Dataset excerpt:
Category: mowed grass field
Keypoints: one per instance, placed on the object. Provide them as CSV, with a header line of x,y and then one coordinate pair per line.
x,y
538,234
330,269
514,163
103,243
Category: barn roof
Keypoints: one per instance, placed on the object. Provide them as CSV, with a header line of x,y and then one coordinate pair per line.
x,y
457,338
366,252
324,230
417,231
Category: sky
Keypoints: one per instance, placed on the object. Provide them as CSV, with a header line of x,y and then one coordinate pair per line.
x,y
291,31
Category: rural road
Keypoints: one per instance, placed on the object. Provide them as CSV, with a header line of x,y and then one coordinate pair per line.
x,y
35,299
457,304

§ Instructions for the task
Convert every line of the entries above into a JSON list of strings, with one string per line and any blank lines omitted.

§ Written response
[
  "Category: mowed grass field",
  "Keypoints: one per instance, placed on the object. Provide them as CSV, with a header line of x,y and then one coordinate pair per line.",
  "x,y",
  "538,234",
  "330,269",
  "514,163",
  "103,243",
  "Category: barn roof",
  "Keypoints: one per instance, placed on the object. Provide them as CSV, with a header line of x,y and then one coordinate pair per line.",
  "x,y",
  "457,338",
  "366,252",
  "324,230",
  "417,231",
  "Category: sky",
  "Keypoints: one per instance, placed on the object. Provide them as CSV, with a header line of x,y and then one coordinate pair per line.",
  "x,y",
  "291,31",
  "Category: rural road",
  "Keypoints: one per instance, placed on the object. Provide them as CSV, with a header line of x,y and then one coordinate pair per line.",
  "x,y",
  "35,299",
  "457,304"
]